─── Entries shown ───

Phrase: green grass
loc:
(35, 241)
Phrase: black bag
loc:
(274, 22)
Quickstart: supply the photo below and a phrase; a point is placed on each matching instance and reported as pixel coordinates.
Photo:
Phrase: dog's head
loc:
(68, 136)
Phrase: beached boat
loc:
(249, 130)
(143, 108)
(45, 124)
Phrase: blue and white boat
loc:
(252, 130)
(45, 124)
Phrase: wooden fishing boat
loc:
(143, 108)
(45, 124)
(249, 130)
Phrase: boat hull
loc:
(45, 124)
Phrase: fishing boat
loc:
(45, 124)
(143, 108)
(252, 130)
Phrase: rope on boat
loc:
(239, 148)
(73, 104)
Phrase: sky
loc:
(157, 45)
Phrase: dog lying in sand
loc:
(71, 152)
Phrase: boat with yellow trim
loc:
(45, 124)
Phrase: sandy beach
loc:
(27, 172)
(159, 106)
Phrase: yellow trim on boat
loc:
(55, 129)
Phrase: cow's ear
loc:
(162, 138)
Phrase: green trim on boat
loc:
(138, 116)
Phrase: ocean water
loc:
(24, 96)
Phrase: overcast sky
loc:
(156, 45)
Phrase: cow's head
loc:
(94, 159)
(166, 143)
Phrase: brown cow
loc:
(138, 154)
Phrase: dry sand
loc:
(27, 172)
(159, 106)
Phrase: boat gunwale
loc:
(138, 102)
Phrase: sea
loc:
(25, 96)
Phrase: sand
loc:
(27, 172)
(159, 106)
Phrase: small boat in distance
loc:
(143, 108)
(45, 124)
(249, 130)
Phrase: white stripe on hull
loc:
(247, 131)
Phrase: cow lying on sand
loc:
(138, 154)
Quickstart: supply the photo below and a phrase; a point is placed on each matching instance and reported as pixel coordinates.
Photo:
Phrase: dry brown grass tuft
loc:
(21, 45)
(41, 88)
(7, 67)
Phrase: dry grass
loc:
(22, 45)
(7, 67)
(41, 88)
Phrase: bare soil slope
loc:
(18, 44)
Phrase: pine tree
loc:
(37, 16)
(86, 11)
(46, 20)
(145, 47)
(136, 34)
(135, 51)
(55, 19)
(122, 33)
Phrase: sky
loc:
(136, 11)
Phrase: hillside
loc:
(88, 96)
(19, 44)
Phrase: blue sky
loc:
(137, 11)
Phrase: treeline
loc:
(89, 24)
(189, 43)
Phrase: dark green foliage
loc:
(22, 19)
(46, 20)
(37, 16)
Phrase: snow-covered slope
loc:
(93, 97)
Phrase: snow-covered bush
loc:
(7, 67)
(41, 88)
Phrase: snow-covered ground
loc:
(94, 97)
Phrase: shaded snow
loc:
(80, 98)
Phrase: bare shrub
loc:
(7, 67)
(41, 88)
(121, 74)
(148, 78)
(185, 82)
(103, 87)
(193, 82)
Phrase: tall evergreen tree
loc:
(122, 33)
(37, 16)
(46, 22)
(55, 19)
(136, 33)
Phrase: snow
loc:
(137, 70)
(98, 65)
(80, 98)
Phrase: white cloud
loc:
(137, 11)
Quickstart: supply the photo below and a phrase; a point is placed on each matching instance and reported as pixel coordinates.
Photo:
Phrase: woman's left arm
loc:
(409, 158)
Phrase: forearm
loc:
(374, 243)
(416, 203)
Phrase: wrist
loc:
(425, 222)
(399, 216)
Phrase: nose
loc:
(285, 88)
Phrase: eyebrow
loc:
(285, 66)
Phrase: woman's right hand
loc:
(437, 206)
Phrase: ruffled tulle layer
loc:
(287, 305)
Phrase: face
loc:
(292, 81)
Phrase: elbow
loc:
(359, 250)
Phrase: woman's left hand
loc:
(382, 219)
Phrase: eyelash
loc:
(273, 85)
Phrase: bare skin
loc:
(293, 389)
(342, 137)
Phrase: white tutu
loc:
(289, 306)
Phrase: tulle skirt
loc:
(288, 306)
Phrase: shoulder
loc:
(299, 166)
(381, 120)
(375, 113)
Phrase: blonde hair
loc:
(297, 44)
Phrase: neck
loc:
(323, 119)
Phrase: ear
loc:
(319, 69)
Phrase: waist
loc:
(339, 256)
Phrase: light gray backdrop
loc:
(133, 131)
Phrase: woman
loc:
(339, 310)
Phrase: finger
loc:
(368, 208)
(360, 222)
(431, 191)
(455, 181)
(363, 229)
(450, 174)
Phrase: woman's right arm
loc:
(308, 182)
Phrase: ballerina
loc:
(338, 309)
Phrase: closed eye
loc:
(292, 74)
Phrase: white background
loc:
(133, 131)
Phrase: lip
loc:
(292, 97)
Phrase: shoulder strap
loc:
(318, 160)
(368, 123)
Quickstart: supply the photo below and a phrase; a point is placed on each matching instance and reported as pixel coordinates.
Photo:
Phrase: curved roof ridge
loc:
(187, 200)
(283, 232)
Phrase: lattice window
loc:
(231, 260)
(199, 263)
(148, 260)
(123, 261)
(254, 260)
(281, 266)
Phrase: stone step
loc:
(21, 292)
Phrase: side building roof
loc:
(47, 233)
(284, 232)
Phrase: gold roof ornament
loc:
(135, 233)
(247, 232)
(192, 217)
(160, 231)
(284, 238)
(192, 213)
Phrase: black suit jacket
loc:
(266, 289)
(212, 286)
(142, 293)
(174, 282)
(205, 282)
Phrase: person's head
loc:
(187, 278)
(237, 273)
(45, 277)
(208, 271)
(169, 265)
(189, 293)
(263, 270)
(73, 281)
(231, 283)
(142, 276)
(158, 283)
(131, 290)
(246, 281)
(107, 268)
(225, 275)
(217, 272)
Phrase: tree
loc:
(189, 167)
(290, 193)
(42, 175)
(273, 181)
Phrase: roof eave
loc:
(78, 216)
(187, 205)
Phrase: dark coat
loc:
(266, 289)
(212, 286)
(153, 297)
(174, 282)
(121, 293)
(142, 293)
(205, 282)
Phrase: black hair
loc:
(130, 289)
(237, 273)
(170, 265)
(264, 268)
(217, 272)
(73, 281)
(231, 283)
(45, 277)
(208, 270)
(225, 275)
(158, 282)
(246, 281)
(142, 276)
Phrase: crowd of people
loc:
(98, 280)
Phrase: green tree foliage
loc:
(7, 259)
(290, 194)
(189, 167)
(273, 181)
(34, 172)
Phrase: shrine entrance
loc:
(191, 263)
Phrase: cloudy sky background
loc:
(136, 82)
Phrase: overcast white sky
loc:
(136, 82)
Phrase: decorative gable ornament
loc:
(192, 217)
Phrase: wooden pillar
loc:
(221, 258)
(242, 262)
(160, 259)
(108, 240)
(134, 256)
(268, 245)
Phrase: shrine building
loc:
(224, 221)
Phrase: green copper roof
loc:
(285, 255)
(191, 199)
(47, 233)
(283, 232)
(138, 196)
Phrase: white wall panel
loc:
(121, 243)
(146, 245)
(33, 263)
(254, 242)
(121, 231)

───

◆ **Exercise directions**:
How many lines of the listing above include the word "right"? Reply with the number alone.

◆ **Task result**:
2